> What the task requires
Reproduce the data word for word, keeping every line complete.

(Saved data entries)

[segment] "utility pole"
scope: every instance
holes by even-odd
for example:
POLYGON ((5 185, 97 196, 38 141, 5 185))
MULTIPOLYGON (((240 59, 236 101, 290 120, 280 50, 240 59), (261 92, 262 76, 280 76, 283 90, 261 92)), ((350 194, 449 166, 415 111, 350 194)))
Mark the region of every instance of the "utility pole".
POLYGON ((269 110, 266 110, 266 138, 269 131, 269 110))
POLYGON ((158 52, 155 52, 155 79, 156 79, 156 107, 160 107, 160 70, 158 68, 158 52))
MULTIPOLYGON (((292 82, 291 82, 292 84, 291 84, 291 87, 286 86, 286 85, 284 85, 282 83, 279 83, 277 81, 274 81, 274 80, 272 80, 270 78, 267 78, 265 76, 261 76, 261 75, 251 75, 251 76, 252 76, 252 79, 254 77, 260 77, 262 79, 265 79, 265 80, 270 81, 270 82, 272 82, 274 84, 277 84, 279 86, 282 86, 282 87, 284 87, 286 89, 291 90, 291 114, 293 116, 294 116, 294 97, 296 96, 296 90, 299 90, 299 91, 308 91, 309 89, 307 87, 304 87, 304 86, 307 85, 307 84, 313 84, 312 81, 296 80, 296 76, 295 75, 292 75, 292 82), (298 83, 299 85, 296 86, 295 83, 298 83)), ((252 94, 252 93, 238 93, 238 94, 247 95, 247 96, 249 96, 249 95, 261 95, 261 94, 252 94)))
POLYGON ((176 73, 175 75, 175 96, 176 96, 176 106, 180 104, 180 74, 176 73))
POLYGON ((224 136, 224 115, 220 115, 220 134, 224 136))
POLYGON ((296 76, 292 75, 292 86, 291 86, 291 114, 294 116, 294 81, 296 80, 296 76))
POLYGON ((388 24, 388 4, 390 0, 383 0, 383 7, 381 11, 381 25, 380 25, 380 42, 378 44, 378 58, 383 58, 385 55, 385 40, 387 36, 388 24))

> Exercise solution
[segment] "utility pole"
scope: every instance
holes by even-odd
for example:
POLYGON ((5 185, 97 196, 38 141, 5 185))
MULTIPOLYGON (((240 59, 236 101, 290 120, 280 50, 240 59), (261 92, 262 76, 280 76, 283 90, 261 92)), ((350 194, 449 166, 415 111, 350 194)))
Mark the region of every instance of the "utility pole".
POLYGON ((269 110, 266 110, 266 138, 269 131, 269 110))
POLYGON ((158 52, 155 52, 155 79, 156 79, 156 107, 160 107, 160 70, 158 68, 158 52))
MULTIPOLYGON (((292 82, 291 82, 292 84, 291 84, 291 87, 286 86, 286 85, 284 85, 282 83, 279 83, 277 81, 274 81, 274 80, 272 80, 270 78, 267 78, 265 76, 261 76, 261 75, 251 75, 251 76, 252 76, 252 79, 254 77, 260 77, 262 79, 265 79, 265 80, 270 81, 270 82, 272 82, 274 84, 277 84, 279 86, 282 86, 282 87, 284 87, 286 89, 291 90, 291 114, 293 116, 294 116, 294 97, 296 96, 296 90, 299 90, 299 91, 308 91, 309 89, 307 87, 304 87, 304 86, 307 85, 307 84, 313 84, 312 81, 296 80, 296 76, 295 75, 292 75, 292 82), (298 83, 299 85, 296 86, 295 83, 298 83)), ((252 94, 252 93, 238 93, 238 94, 247 95, 247 96, 249 96, 249 95, 261 95, 261 94, 252 94)))
POLYGON ((176 73, 175 75, 175 96, 176 96, 176 106, 180 104, 180 74, 176 73))
POLYGON ((224 136, 224 115, 220 115, 220 134, 224 136))
POLYGON ((296 76, 292 75, 292 86, 291 86, 291 114, 294 116, 294 81, 296 80, 296 76))
POLYGON ((388 24, 388 4, 390 0, 383 0, 383 7, 381 11, 381 25, 380 25, 380 42, 378 44, 378 58, 383 58, 385 55, 385 40, 387 36, 388 24))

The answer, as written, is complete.